**WHAT YOU SHOULD DO:** Copy every entry below word for word, without changing anything.
· · · · · · ·
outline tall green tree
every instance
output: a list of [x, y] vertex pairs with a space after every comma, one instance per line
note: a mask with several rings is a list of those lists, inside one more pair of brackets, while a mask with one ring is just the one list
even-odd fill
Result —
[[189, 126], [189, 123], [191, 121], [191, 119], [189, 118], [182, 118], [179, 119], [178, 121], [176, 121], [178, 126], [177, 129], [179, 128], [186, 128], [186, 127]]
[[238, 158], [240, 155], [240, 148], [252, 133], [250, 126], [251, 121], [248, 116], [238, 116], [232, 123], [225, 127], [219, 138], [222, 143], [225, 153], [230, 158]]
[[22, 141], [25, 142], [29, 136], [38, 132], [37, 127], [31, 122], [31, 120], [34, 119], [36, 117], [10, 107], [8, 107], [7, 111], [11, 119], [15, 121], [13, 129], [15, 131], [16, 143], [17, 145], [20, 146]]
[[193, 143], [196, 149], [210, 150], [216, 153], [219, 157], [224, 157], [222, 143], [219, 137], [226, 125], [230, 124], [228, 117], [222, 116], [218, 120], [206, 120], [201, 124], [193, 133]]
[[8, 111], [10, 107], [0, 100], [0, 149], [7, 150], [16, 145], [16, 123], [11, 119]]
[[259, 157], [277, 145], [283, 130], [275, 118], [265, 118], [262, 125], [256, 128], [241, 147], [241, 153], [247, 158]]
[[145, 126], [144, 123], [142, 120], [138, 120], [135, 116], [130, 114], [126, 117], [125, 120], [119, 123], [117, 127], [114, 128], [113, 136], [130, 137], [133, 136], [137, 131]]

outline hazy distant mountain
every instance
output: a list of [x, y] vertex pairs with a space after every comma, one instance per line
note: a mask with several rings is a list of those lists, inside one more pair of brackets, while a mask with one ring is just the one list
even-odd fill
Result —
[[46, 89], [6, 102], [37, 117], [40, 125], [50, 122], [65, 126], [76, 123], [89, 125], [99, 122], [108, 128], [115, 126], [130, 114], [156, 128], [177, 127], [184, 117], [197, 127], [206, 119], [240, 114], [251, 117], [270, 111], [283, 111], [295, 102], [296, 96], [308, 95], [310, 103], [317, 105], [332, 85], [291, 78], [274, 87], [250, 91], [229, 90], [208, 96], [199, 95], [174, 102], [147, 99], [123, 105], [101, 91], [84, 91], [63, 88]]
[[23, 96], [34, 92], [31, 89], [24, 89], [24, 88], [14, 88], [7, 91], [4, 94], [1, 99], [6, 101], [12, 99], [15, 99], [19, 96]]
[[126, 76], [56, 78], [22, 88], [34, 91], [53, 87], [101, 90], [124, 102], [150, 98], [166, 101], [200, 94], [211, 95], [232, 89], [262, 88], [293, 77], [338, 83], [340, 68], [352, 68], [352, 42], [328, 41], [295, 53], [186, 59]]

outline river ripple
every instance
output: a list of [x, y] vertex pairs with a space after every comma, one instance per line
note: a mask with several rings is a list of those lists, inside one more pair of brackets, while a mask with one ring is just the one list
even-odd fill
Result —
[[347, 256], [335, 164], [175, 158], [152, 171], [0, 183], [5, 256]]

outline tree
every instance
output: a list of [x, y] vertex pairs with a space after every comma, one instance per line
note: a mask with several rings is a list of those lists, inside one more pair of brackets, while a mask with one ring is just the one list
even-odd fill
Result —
· · · · · · ·
**COMPLETED EXERCISE:**
outline tall green tree
every instance
output: a list of [x, y] vertex pairs with a space after every comma, one instance per line
note: a mask with several rings is a list of those lists, inside one more pair of brackets, while a mask with one ring is just the one list
even-odd fill
Result —
[[189, 126], [189, 123], [191, 121], [191, 119], [189, 118], [182, 118], [179, 119], [178, 121], [176, 121], [178, 126], [177, 129], [179, 128], [186, 128], [186, 127]]
[[238, 158], [240, 155], [240, 148], [252, 133], [250, 126], [251, 121], [248, 116], [238, 116], [232, 123], [225, 127], [219, 138], [222, 143], [225, 153], [230, 158]]
[[22, 141], [25, 142], [29, 136], [38, 132], [37, 127], [31, 122], [31, 120], [34, 119], [36, 117], [10, 107], [8, 107], [7, 111], [11, 119], [15, 121], [13, 129], [15, 131], [16, 143], [17, 145], [20, 146]]
[[193, 143], [196, 149], [210, 150], [216, 153], [219, 157], [224, 157], [222, 143], [219, 137], [226, 125], [230, 124], [228, 117], [222, 116], [218, 120], [206, 120], [201, 124], [193, 133]]
[[8, 111], [10, 107], [0, 100], [0, 149], [7, 150], [16, 145], [16, 123], [11, 119]]
[[259, 157], [277, 145], [283, 130], [275, 118], [265, 118], [262, 125], [256, 128], [241, 147], [241, 153], [247, 158]]
[[145, 126], [144, 123], [142, 120], [138, 120], [135, 116], [130, 114], [126, 117], [125, 120], [119, 123], [117, 127], [114, 128], [113, 136], [130, 137], [133, 136], [137, 131]]

outline hazy distant mountain
every instance
output: a list of [x, y] vertex pairs with a space after every comma, one instance per line
note: a mask with several rings is a list of those lists, inside one more pair of brackets, while a mask with one ring is just the one list
even-odd fill
Result —
[[46, 89], [6, 102], [37, 117], [40, 125], [50, 122], [65, 126], [76, 123], [89, 125], [99, 122], [108, 128], [115, 126], [130, 114], [156, 128], [177, 127], [184, 117], [197, 127], [206, 119], [240, 114], [251, 117], [270, 111], [283, 111], [295, 102], [296, 96], [308, 95], [310, 103], [317, 105], [332, 85], [291, 78], [274, 87], [250, 91], [229, 90], [208, 96], [199, 95], [174, 102], [147, 99], [123, 105], [101, 91], [84, 91], [63, 88]]
[[23, 96], [34, 92], [31, 89], [24, 89], [24, 88], [14, 88], [7, 91], [4, 94], [1, 99], [6, 101], [12, 99], [15, 99], [19, 96]]
[[126, 76], [56, 78], [22, 88], [34, 91], [53, 87], [101, 90], [124, 102], [150, 98], [166, 101], [200, 94], [211, 95], [232, 89], [262, 88], [293, 77], [338, 83], [340, 68], [352, 68], [352, 42], [328, 41], [295, 53], [186, 59]]

outline river ripple
every instance
output: a list of [x, y] vertex pairs with a space after every comma, one instance per line
note: a mask with several rings is a list of those lists, inside one more pair of brackets, while a mask with one ring is just the one list
even-odd fill
Result —
[[347, 256], [335, 164], [175, 158], [152, 171], [0, 183], [5, 256]]

outline tree
every instance
output: a list of [x, y] vertex pairs with a space after every comma, one instance per line
note: a mask with several rings is a list of those lists, inside one more pair of brackets, while a mask with one ring is just the one list
even-odd fill
Result —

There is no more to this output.